■ PASSAGE
· · · ·

So, the paper starts with definitions

[L]et $(\Omega, \mathcal{B}, p)$ be a probability space, $\mathscr{P}_1$ and $\mathscr{P}_2$ [information] partitions of $\Omega$. [I]f the true state of the world is $\omega$, then $i$ is informed of that element $P_i(\omega)$ of $\mathscr{P}_i$ that contains $\omega$.

Let $A$ be an event, and let $q_i$ denote the posterior probability $p(A | \mathscr{P}_i)$ of $A$ given $i$'s information; i.e. if $\omega \in \Omega$, then $q_i(\omega) = p(A \cap P_i(\omega)) / p(P_i(\omega))$.

Then comes a simple example, that I fails to understand.

· · · ·

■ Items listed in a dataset
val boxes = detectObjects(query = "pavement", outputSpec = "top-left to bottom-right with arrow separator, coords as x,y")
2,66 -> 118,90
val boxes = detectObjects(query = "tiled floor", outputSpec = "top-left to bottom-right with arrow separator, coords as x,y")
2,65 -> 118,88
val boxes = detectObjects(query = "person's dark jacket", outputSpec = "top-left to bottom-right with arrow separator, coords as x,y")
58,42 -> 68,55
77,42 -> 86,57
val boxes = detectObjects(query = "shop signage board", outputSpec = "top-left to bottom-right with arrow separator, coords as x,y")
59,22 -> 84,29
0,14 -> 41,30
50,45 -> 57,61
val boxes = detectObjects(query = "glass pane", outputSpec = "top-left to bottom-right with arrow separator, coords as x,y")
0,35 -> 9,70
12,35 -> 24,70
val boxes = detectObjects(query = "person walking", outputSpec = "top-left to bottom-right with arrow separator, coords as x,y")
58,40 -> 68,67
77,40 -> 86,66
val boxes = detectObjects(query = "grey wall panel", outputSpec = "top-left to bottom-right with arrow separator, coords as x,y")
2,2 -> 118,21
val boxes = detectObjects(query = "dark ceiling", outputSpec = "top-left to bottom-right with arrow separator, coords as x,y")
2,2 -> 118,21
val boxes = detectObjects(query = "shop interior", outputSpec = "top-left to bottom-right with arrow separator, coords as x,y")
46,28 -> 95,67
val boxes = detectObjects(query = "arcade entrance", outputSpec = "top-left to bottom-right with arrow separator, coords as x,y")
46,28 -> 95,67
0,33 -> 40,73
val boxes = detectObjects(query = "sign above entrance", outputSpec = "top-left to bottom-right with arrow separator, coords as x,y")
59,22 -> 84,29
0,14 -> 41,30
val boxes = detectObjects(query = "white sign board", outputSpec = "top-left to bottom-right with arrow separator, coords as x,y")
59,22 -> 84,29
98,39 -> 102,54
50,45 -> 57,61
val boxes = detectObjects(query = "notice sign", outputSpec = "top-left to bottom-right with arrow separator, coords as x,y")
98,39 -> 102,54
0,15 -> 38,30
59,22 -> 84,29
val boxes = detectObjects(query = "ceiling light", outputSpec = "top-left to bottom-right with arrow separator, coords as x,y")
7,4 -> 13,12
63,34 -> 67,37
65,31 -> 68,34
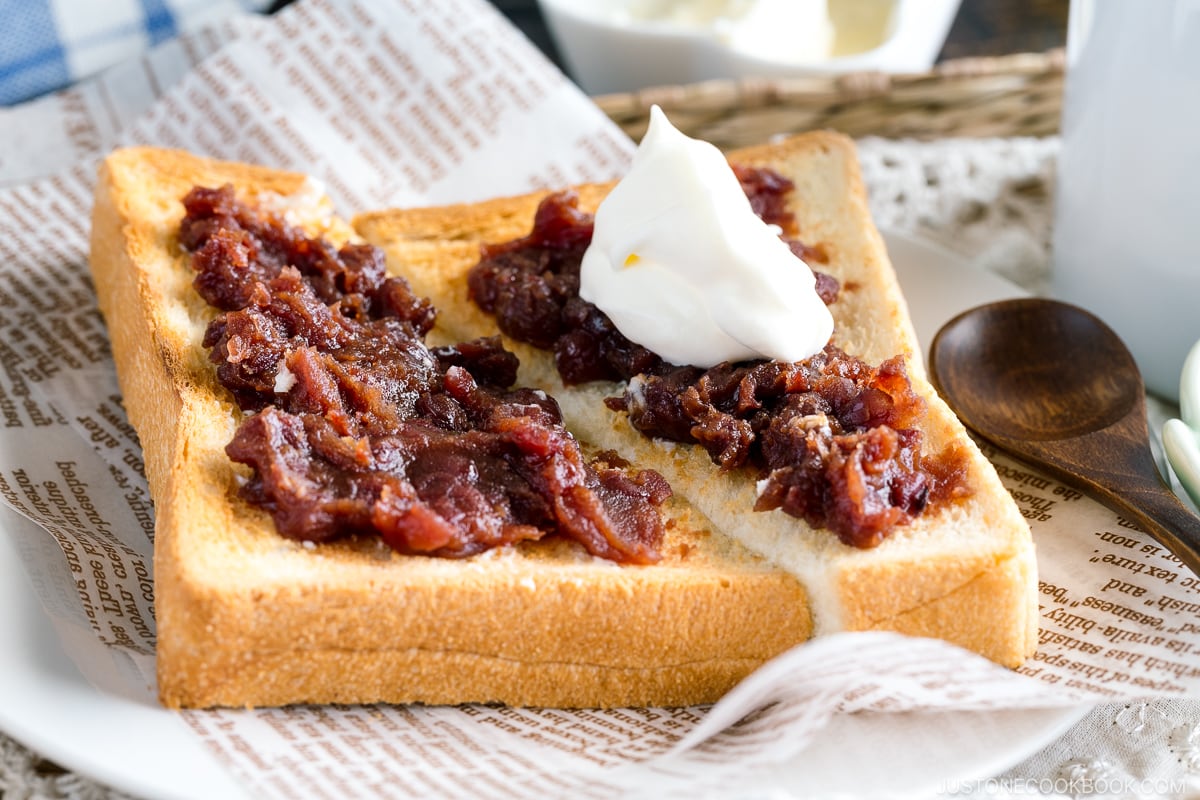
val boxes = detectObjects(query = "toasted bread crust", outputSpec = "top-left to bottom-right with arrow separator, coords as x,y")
91,148 -> 812,706
354,132 -> 1037,666
91,133 -> 1036,706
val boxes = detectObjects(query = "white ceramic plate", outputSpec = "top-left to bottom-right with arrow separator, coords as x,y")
0,235 -> 1080,800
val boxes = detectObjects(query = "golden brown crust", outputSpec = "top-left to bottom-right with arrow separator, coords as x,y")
91,149 -> 811,706
91,134 -> 1036,706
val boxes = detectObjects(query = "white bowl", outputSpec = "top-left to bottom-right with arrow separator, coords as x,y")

· · · ·

■ SHORT EXERCISE
Please answer from the passage on information partitions: what does $q_i$ denote?

■ WORKED ANSWER
The posterior probability $p(A | \mathscr{P}_i)$ of the event $A$, given $i$'s information.